Return the records exactly as they appear below, omitting the pictures.

**** Task data ****

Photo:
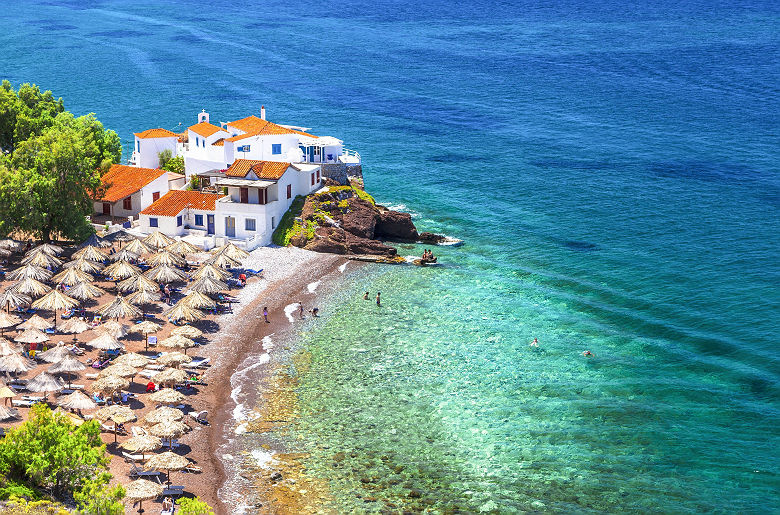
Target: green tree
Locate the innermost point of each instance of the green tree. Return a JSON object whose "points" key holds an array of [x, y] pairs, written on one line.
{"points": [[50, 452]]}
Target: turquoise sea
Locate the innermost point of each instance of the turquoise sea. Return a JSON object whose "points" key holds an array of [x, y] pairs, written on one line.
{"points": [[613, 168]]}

****

● **Output of the exercise**
Photo:
Target: green tree
Locate the innermost point of each instance of the green tree. Return a JSON object whose "points" key holds an array of [x, y] pairs, written on one line.
{"points": [[50, 452]]}
Target: turquoise sea
Locate the innermost point of each instance of the turquoise sea. Return a JSON object whose "points" key holds an array of [x, y] pairs, written on one line.
{"points": [[613, 168]]}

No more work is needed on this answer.